(Task to carry out): Tally the lines of the records that contain the word "window", and state only that number.

(Image region outline records):
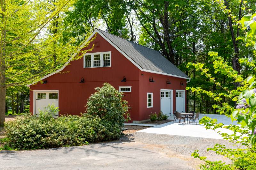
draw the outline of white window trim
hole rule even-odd
[[[130,90],[129,91],[121,91],[121,88],[130,88]],[[131,92],[132,86],[119,86],[119,92]]]
[[[148,106],[148,94],[151,94],[151,106]],[[147,107],[150,108],[153,107],[153,93],[147,93]]]
[[[105,54],[109,54],[109,60],[110,64],[109,66],[103,66],[103,55]],[[100,54],[100,66],[94,67],[94,55],[95,54]],[[91,67],[85,67],[85,56],[91,55]],[[84,55],[84,68],[88,69],[88,68],[99,68],[101,67],[111,67],[111,51],[105,51],[104,52],[100,52],[99,53],[85,53]]]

(Solution): 1